The problem. Find every line in the rows below that contains the word "tail" and copy each of those lines. Case counts.

Source material.
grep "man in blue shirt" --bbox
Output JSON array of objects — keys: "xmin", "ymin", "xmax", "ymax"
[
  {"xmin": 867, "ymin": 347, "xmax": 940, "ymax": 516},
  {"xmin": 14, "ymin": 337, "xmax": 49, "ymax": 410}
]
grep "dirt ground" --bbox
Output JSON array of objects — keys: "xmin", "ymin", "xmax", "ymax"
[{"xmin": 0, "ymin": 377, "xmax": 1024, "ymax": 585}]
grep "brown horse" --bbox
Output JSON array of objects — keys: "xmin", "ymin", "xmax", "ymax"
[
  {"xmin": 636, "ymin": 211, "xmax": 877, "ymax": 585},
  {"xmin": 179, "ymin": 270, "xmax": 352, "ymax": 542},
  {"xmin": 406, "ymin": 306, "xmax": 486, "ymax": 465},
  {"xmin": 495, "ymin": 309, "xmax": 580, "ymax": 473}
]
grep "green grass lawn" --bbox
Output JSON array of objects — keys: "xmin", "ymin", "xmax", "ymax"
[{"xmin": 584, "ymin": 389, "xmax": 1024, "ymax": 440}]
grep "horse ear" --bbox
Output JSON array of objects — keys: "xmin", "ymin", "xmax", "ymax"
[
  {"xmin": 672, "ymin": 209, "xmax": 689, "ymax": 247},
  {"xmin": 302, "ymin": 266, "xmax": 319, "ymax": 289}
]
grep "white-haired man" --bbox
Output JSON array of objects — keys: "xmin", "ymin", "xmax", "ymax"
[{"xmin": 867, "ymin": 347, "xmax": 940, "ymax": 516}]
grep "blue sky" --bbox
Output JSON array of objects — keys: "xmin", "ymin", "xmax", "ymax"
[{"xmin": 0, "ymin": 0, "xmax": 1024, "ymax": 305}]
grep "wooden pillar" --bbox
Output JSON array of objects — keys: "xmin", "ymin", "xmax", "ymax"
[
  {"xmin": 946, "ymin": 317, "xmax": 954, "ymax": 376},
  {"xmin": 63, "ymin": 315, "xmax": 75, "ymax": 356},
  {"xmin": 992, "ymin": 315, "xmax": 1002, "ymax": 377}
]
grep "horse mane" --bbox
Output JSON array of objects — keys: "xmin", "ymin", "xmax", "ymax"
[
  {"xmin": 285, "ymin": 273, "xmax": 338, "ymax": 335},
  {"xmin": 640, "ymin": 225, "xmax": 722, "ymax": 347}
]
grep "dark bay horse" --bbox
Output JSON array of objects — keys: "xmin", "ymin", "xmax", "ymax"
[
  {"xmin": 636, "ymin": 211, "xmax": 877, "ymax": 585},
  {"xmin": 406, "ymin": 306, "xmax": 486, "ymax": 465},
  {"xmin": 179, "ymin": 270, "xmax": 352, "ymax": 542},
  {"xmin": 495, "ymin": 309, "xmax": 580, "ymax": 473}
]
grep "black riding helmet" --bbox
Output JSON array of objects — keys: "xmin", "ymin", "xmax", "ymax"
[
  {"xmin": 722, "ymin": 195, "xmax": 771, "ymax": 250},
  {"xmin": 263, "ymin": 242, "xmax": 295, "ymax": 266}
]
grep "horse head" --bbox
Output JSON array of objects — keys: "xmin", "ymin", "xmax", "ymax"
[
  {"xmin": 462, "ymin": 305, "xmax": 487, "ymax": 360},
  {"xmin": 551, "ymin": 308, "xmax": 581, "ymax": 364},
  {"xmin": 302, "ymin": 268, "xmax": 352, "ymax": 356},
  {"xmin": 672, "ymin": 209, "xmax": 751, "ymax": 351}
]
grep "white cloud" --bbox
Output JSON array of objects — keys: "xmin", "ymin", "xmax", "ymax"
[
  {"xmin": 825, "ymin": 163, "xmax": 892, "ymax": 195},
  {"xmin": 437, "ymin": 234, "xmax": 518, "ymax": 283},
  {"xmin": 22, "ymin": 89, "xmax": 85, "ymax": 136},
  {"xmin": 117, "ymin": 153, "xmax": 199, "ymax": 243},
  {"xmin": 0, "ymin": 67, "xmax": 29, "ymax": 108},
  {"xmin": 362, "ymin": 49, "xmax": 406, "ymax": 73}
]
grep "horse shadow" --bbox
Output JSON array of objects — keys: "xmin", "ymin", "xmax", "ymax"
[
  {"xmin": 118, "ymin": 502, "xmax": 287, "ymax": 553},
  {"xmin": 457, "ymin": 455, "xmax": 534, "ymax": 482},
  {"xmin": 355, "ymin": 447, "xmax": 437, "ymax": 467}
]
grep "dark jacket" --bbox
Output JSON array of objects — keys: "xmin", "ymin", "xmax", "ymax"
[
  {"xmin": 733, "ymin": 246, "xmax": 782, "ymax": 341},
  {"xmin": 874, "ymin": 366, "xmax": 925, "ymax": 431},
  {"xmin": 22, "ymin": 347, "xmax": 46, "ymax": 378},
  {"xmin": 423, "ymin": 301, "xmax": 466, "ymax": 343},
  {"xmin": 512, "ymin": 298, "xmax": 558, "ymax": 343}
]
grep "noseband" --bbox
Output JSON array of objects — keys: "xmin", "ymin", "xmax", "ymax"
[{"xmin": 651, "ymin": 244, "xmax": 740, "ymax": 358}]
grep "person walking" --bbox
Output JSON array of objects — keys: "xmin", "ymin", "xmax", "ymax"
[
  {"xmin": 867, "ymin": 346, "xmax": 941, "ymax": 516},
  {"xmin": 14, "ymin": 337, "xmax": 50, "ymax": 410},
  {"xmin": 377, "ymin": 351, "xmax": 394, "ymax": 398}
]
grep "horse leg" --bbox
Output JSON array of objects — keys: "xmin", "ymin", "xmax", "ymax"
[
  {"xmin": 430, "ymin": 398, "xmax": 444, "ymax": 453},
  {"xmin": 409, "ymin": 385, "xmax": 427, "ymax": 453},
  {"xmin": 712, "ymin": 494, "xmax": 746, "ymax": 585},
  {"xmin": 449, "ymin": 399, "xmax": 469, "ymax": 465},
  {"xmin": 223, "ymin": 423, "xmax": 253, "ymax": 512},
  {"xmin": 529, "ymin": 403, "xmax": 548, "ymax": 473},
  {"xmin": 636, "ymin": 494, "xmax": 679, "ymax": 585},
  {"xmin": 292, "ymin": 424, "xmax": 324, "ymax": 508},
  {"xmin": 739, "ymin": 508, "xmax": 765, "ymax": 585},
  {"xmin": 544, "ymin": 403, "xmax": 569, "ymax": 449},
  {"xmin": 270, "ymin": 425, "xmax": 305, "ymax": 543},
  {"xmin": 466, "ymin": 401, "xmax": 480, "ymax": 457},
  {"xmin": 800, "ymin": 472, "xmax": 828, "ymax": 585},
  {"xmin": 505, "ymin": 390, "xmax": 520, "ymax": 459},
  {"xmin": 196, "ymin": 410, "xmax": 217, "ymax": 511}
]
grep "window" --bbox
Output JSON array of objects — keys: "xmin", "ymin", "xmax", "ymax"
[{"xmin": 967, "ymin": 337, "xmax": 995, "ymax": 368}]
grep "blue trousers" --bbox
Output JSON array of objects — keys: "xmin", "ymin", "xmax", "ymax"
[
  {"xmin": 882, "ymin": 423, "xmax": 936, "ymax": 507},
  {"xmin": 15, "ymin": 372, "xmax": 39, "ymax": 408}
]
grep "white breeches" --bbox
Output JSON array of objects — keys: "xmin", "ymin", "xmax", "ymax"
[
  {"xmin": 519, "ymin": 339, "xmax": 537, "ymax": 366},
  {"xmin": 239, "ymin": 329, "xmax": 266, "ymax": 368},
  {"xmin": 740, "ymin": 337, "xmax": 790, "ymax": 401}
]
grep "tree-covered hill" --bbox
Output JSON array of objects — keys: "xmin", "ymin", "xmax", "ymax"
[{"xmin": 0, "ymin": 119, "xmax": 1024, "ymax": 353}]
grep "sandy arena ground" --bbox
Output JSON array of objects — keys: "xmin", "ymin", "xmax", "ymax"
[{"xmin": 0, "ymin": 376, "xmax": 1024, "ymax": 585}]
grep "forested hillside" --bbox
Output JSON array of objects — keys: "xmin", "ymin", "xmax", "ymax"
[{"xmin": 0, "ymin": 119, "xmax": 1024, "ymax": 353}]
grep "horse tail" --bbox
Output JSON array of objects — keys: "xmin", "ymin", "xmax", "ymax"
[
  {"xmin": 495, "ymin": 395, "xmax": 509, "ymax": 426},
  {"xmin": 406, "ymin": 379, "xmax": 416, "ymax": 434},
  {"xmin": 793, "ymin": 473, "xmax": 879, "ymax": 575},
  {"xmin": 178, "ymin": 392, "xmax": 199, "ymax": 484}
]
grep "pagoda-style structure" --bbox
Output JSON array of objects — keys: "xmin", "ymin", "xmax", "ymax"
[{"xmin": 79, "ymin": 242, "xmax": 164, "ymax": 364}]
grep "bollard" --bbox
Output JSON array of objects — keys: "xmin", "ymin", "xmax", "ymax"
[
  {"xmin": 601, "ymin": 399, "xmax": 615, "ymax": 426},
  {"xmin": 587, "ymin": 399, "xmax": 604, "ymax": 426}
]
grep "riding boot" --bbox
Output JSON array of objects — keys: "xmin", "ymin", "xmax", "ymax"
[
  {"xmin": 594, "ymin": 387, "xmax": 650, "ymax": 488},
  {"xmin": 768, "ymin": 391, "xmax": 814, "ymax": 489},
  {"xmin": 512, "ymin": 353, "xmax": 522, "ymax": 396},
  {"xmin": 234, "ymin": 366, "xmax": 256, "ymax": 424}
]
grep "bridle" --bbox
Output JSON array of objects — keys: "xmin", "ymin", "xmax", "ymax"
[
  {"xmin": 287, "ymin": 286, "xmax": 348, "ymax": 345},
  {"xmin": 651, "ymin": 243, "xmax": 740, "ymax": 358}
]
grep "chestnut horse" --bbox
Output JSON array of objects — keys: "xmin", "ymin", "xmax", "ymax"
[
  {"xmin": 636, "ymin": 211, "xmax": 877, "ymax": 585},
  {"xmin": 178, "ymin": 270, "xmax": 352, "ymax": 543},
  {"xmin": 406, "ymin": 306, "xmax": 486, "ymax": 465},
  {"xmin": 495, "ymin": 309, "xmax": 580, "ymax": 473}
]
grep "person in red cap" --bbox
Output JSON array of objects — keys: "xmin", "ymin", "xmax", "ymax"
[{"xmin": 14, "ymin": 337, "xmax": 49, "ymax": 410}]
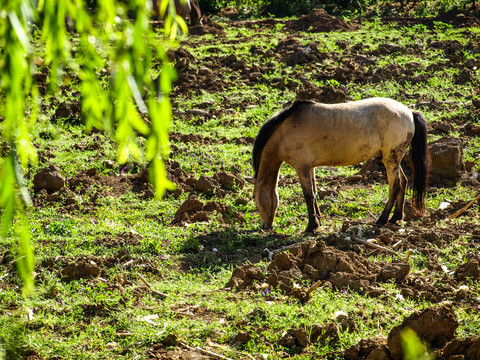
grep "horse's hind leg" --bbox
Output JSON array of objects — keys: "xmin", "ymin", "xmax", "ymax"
[
  {"xmin": 297, "ymin": 167, "xmax": 318, "ymax": 232},
  {"xmin": 376, "ymin": 161, "xmax": 403, "ymax": 225},
  {"xmin": 388, "ymin": 166, "xmax": 407, "ymax": 224},
  {"xmin": 310, "ymin": 168, "xmax": 320, "ymax": 218}
]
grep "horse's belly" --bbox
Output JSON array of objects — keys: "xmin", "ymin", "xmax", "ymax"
[{"xmin": 283, "ymin": 139, "xmax": 382, "ymax": 166}]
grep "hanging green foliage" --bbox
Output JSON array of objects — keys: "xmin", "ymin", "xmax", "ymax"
[{"xmin": 0, "ymin": 0, "xmax": 187, "ymax": 293}]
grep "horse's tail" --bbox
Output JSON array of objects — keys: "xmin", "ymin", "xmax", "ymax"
[{"xmin": 410, "ymin": 111, "xmax": 430, "ymax": 214}]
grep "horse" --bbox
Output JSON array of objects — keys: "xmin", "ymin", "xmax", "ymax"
[
  {"xmin": 246, "ymin": 98, "xmax": 430, "ymax": 232},
  {"xmin": 152, "ymin": 0, "xmax": 202, "ymax": 26}
]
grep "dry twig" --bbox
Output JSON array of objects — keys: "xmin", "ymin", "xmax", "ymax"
[
  {"xmin": 178, "ymin": 341, "xmax": 232, "ymax": 360},
  {"xmin": 447, "ymin": 195, "xmax": 480, "ymax": 220},
  {"xmin": 352, "ymin": 236, "xmax": 398, "ymax": 255}
]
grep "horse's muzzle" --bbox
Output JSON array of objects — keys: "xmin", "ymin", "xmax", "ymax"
[{"xmin": 260, "ymin": 221, "xmax": 273, "ymax": 230}]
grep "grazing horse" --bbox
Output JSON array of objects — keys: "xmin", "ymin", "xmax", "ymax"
[
  {"xmin": 152, "ymin": 0, "xmax": 202, "ymax": 26},
  {"xmin": 247, "ymin": 98, "xmax": 430, "ymax": 232}
]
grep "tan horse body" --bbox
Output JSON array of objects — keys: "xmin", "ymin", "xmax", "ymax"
[
  {"xmin": 152, "ymin": 0, "xmax": 202, "ymax": 26},
  {"xmin": 251, "ymin": 98, "xmax": 428, "ymax": 232}
]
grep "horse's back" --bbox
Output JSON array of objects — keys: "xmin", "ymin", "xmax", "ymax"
[{"xmin": 275, "ymin": 98, "xmax": 414, "ymax": 166}]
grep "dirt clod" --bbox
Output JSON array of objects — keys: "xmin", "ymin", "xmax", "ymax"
[
  {"xmin": 33, "ymin": 164, "xmax": 65, "ymax": 192},
  {"xmin": 60, "ymin": 260, "xmax": 100, "ymax": 281},
  {"xmin": 455, "ymin": 258, "xmax": 480, "ymax": 281},
  {"xmin": 387, "ymin": 305, "xmax": 458, "ymax": 360},
  {"xmin": 429, "ymin": 138, "xmax": 464, "ymax": 185}
]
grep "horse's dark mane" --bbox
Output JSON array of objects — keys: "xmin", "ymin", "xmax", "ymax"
[{"xmin": 253, "ymin": 100, "xmax": 314, "ymax": 178}]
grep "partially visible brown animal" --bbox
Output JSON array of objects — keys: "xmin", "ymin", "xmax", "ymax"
[
  {"xmin": 247, "ymin": 98, "xmax": 429, "ymax": 232},
  {"xmin": 152, "ymin": 0, "xmax": 202, "ymax": 26}
]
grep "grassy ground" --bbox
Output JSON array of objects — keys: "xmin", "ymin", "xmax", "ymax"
[{"xmin": 0, "ymin": 9, "xmax": 480, "ymax": 359}]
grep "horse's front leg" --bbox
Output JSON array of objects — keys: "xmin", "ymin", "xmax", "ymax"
[{"xmin": 297, "ymin": 167, "xmax": 318, "ymax": 233}]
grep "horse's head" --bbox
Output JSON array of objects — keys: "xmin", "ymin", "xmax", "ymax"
[{"xmin": 246, "ymin": 178, "xmax": 278, "ymax": 230}]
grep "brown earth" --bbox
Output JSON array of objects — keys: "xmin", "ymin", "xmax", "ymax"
[{"xmin": 22, "ymin": 11, "xmax": 480, "ymax": 360}]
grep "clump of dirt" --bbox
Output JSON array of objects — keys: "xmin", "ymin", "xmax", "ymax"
[
  {"xmin": 171, "ymin": 195, "xmax": 245, "ymax": 226},
  {"xmin": 60, "ymin": 260, "xmax": 100, "ymax": 281},
  {"xmin": 296, "ymin": 82, "xmax": 351, "ymax": 104},
  {"xmin": 33, "ymin": 165, "xmax": 153, "ymax": 207},
  {"xmin": 166, "ymin": 161, "xmax": 245, "ymax": 198},
  {"xmin": 387, "ymin": 305, "xmax": 458, "ymax": 360},
  {"xmin": 277, "ymin": 316, "xmax": 357, "ymax": 348},
  {"xmin": 341, "ymin": 304, "xmax": 462, "ymax": 360},
  {"xmin": 33, "ymin": 164, "xmax": 65, "ymax": 192},
  {"xmin": 188, "ymin": 18, "xmax": 225, "ymax": 35},
  {"xmin": 227, "ymin": 240, "xmax": 410, "ymax": 301},
  {"xmin": 53, "ymin": 101, "xmax": 81, "ymax": 124},
  {"xmin": 455, "ymin": 257, "xmax": 480, "ymax": 281},
  {"xmin": 275, "ymin": 37, "xmax": 326, "ymax": 66},
  {"xmin": 286, "ymin": 9, "xmax": 359, "ymax": 33},
  {"xmin": 382, "ymin": 9, "xmax": 480, "ymax": 29}
]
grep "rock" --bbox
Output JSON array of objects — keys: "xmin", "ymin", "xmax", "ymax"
[
  {"xmin": 455, "ymin": 69, "xmax": 473, "ymax": 85},
  {"xmin": 429, "ymin": 138, "xmax": 464, "ymax": 181},
  {"xmin": 172, "ymin": 195, "xmax": 205, "ymax": 224},
  {"xmin": 60, "ymin": 260, "xmax": 100, "ymax": 281},
  {"xmin": 53, "ymin": 101, "xmax": 81, "ymax": 121},
  {"xmin": 227, "ymin": 265, "xmax": 265, "ymax": 290},
  {"xmin": 439, "ymin": 337, "xmax": 480, "ymax": 360},
  {"xmin": 455, "ymin": 259, "xmax": 480, "ymax": 281},
  {"xmin": 387, "ymin": 305, "xmax": 458, "ymax": 360},
  {"xmin": 232, "ymin": 331, "xmax": 251, "ymax": 346},
  {"xmin": 33, "ymin": 165, "xmax": 65, "ymax": 192},
  {"xmin": 195, "ymin": 175, "xmax": 218, "ymax": 195},
  {"xmin": 379, "ymin": 262, "xmax": 410, "ymax": 281},
  {"xmin": 186, "ymin": 109, "xmax": 210, "ymax": 117},
  {"xmin": 472, "ymin": 98, "xmax": 480, "ymax": 109}
]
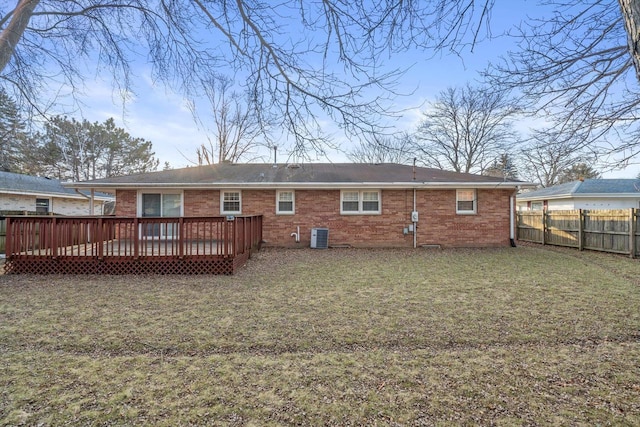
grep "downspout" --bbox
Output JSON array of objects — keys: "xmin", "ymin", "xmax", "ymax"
[
  {"xmin": 509, "ymin": 194, "xmax": 516, "ymax": 248},
  {"xmin": 413, "ymin": 187, "xmax": 418, "ymax": 249}
]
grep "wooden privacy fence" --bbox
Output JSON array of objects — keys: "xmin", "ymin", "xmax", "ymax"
[
  {"xmin": 517, "ymin": 209, "xmax": 640, "ymax": 258},
  {"xmin": 5, "ymin": 216, "xmax": 262, "ymax": 274},
  {"xmin": 0, "ymin": 218, "xmax": 7, "ymax": 255}
]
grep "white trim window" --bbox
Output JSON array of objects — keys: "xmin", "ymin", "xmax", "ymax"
[
  {"xmin": 220, "ymin": 190, "xmax": 242, "ymax": 215},
  {"xmin": 36, "ymin": 197, "xmax": 51, "ymax": 215},
  {"xmin": 138, "ymin": 191, "xmax": 184, "ymax": 239},
  {"xmin": 340, "ymin": 190, "xmax": 381, "ymax": 215},
  {"xmin": 456, "ymin": 189, "xmax": 478, "ymax": 215},
  {"xmin": 276, "ymin": 190, "xmax": 296, "ymax": 215},
  {"xmin": 138, "ymin": 192, "xmax": 182, "ymax": 217}
]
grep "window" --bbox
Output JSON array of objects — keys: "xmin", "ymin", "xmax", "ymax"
[
  {"xmin": 531, "ymin": 202, "xmax": 543, "ymax": 211},
  {"xmin": 220, "ymin": 191, "xmax": 242, "ymax": 214},
  {"xmin": 140, "ymin": 193, "xmax": 182, "ymax": 217},
  {"xmin": 456, "ymin": 190, "xmax": 477, "ymax": 214},
  {"xmin": 36, "ymin": 199, "xmax": 49, "ymax": 215},
  {"xmin": 276, "ymin": 191, "xmax": 295, "ymax": 215},
  {"xmin": 340, "ymin": 190, "xmax": 380, "ymax": 215},
  {"xmin": 139, "ymin": 193, "xmax": 182, "ymax": 239}
]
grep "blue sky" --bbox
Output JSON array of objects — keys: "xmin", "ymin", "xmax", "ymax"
[{"xmin": 70, "ymin": 0, "xmax": 640, "ymax": 178}]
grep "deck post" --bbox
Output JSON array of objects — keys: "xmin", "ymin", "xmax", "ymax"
[
  {"xmin": 542, "ymin": 209, "xmax": 549, "ymax": 245},
  {"xmin": 223, "ymin": 218, "xmax": 230, "ymax": 257},
  {"xmin": 95, "ymin": 217, "xmax": 106, "ymax": 260},
  {"xmin": 178, "ymin": 217, "xmax": 182, "ymax": 259},
  {"xmin": 578, "ymin": 209, "xmax": 584, "ymax": 251},
  {"xmin": 629, "ymin": 208, "xmax": 638, "ymax": 258},
  {"xmin": 133, "ymin": 217, "xmax": 141, "ymax": 259},
  {"xmin": 4, "ymin": 217, "xmax": 13, "ymax": 261},
  {"xmin": 51, "ymin": 216, "xmax": 59, "ymax": 259}
]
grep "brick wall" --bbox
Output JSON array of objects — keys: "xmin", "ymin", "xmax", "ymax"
[
  {"xmin": 116, "ymin": 189, "xmax": 512, "ymax": 247},
  {"xmin": 116, "ymin": 190, "xmax": 138, "ymax": 216}
]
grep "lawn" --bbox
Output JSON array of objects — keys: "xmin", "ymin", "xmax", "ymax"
[{"xmin": 0, "ymin": 247, "xmax": 640, "ymax": 426}]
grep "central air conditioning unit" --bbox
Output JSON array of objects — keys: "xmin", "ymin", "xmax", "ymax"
[{"xmin": 311, "ymin": 228, "xmax": 329, "ymax": 249}]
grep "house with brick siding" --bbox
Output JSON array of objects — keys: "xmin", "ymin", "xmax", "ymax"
[
  {"xmin": 70, "ymin": 163, "xmax": 530, "ymax": 247},
  {"xmin": 0, "ymin": 171, "xmax": 114, "ymax": 215}
]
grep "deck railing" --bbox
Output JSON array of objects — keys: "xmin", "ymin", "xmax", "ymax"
[{"xmin": 6, "ymin": 216, "xmax": 262, "ymax": 272}]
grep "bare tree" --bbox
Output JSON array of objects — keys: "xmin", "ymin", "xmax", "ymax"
[
  {"xmin": 191, "ymin": 75, "xmax": 268, "ymax": 165},
  {"xmin": 520, "ymin": 129, "xmax": 593, "ymax": 187},
  {"xmin": 415, "ymin": 84, "xmax": 519, "ymax": 173},
  {"xmin": 483, "ymin": 152, "xmax": 518, "ymax": 180},
  {"xmin": 486, "ymin": 0, "xmax": 640, "ymax": 164},
  {"xmin": 0, "ymin": 0, "xmax": 496, "ymax": 155},
  {"xmin": 347, "ymin": 133, "xmax": 415, "ymax": 164}
]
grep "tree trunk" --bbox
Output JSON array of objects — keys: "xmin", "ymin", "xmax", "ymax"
[
  {"xmin": 618, "ymin": 0, "xmax": 640, "ymax": 81},
  {"xmin": 0, "ymin": 0, "xmax": 40, "ymax": 72}
]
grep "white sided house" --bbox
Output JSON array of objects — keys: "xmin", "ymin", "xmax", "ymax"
[
  {"xmin": 0, "ymin": 172, "xmax": 115, "ymax": 216},
  {"xmin": 516, "ymin": 179, "xmax": 640, "ymax": 211}
]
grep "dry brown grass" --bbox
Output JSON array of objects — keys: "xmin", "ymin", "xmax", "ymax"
[{"xmin": 0, "ymin": 247, "xmax": 640, "ymax": 426}]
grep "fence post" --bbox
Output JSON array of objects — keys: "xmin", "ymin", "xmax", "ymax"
[
  {"xmin": 629, "ymin": 208, "xmax": 638, "ymax": 258},
  {"xmin": 578, "ymin": 209, "xmax": 584, "ymax": 251}
]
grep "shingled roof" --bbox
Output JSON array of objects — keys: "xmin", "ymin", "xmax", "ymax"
[
  {"xmin": 0, "ymin": 171, "xmax": 113, "ymax": 199},
  {"xmin": 65, "ymin": 163, "xmax": 529, "ymax": 189},
  {"xmin": 518, "ymin": 179, "xmax": 640, "ymax": 200}
]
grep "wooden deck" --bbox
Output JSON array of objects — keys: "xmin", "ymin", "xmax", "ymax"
[{"xmin": 5, "ymin": 216, "xmax": 262, "ymax": 274}]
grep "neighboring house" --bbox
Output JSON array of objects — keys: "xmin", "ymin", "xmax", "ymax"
[
  {"xmin": 0, "ymin": 172, "xmax": 114, "ymax": 216},
  {"xmin": 517, "ymin": 179, "xmax": 640, "ymax": 210},
  {"xmin": 65, "ymin": 164, "xmax": 531, "ymax": 251}
]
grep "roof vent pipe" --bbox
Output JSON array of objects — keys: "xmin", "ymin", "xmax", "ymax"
[{"xmin": 413, "ymin": 157, "xmax": 418, "ymax": 181}]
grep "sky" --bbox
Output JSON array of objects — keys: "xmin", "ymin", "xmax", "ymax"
[{"xmin": 67, "ymin": 0, "xmax": 640, "ymax": 178}]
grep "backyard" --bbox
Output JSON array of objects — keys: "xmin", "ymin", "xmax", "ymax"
[{"xmin": 0, "ymin": 246, "xmax": 640, "ymax": 426}]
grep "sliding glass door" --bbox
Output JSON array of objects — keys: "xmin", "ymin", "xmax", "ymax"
[{"xmin": 141, "ymin": 193, "xmax": 182, "ymax": 238}]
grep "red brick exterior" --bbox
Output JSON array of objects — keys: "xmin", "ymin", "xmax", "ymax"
[{"xmin": 116, "ymin": 189, "xmax": 513, "ymax": 247}]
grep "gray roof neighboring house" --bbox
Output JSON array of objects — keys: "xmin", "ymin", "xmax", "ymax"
[
  {"xmin": 517, "ymin": 179, "xmax": 640, "ymax": 201},
  {"xmin": 65, "ymin": 163, "xmax": 532, "ymax": 190},
  {"xmin": 0, "ymin": 171, "xmax": 114, "ymax": 200}
]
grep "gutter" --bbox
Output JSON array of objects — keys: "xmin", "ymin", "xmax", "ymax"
[{"xmin": 65, "ymin": 181, "xmax": 535, "ymax": 190}]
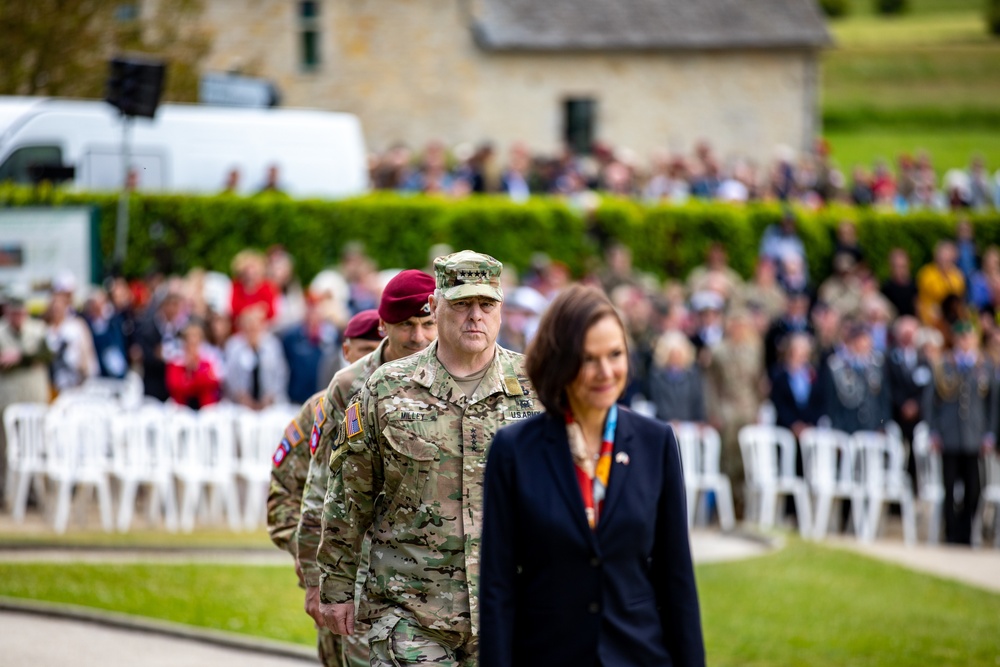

Final answer.
grep "horse tail" --bbox
grep "horse's tail" --bbox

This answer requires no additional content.